*** EXCERPTED PASSAGE Section Begins ***

Moving past bankruptcy

Liz Pulliam Weston Jul 1, 2011

Our Minneapolis caller is a 27-year-old single mom with a pile of student loans and an equally large pile of credit card bills and medical debt. Student loans typically can’t be erased in bankruptcy, but the other debt can, and she’s decided to file for Chapter 7 relief rather than continuing to struggle with old bills.

Under today’s stricter bankruptcy rules, she likely wouldn’t be able to get the debt erased if she could pay it off in less than five years, so bankruptcy may well be the best of bad options.

Her question is how she can rebuild her credit after bankruptcy. The answer is that it’s possible, but it will take longer than in the past, due to lenders’ tighter credit standards. Here’s what she needs to know:

  1. The statute of limitations on blaming your parents has expired. Our caller mentioned that she didn’t learn good money management habits from her parents, but she’s an adult now, and legally responsible for her financial choices. She needs to make smart money decisions from now on, which include building up some savings and not carrying credit card debt.

  2. The only good thing about messing up so thoroughly while you’re so young is that you have plenty of time ahead of you to do things right. Sometimes bad decisions take longer to catch up with people, or they face a catastrophe (job loss, disability, divorce, death of a spouse) too late in life to recover from it. The fastest-growing group of bankrupts is people over 65, and you definitely don’t want to be both old and broke.

*** EXCERPTED PASSAGE Section Ends ***
*** ENTRIES SUPPLIED Section Begins ***

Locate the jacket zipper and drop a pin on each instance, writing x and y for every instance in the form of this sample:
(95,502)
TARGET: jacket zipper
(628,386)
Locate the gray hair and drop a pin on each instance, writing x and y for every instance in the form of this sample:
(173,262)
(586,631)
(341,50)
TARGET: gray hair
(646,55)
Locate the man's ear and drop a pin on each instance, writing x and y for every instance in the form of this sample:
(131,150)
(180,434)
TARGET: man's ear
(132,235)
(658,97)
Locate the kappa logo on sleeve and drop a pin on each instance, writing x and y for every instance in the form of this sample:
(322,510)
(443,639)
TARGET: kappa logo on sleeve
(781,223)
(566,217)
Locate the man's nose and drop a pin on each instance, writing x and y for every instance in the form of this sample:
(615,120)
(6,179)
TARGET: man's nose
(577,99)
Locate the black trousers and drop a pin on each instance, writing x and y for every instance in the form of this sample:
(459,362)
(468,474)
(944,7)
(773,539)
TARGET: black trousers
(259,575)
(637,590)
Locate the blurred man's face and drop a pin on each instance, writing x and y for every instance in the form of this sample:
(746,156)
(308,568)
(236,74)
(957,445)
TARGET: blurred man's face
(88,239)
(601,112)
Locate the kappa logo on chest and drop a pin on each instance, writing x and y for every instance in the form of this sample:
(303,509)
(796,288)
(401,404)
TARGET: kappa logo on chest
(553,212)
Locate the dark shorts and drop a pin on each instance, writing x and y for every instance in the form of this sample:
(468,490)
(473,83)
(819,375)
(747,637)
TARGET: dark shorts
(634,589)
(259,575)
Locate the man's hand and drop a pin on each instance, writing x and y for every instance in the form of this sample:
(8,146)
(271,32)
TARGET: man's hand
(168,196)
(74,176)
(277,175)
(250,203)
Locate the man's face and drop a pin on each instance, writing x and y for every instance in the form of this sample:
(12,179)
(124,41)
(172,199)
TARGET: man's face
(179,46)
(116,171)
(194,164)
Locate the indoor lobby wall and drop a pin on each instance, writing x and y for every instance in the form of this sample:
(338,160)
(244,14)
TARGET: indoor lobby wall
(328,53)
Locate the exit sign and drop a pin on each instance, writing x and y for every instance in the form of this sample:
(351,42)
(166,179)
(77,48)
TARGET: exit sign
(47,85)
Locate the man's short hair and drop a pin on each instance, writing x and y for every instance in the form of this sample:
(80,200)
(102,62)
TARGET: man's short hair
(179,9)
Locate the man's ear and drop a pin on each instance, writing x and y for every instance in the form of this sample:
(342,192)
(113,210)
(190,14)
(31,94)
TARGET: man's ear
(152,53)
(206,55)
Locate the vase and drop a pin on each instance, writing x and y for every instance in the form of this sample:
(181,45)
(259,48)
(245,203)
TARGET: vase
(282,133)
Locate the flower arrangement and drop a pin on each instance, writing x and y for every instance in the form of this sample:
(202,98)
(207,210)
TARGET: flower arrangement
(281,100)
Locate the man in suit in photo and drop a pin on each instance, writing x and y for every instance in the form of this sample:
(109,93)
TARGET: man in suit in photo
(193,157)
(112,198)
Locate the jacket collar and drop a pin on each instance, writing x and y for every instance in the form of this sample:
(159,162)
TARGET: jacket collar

*** ENTRIES SUPPLIED Section Ends ***

EXPLORE THE MATERIAL ->
[A] How would you put this sentence from the bankruptcy article into Spanish: "Her question is how she can rebuild her credit after bankruptcy."?
[B] Could you change everything in the bankruptcy article from "2. The only" down to "old and broke." so that "catastrophe" becomes "disaster"?
Rely only on the bankruptcy article.

RESULTS OF THE EXERCISE ->
[A] Su pregunta es cómo puede reconstruir su crédito después de la bancarrota.

[B]
2. The only good thing about messing up so thoroughly while you’re so young is that you have plenty of time ahead of you to do things right. Sometimes bad decisions take longer to catch up with people, or they face a disaster (job loss, disability, divorce, death of a spouse) too late in life to recover from it. The fastest-growing group of bankrupts is people over 65, and you definitely don’t want to be both old and broke.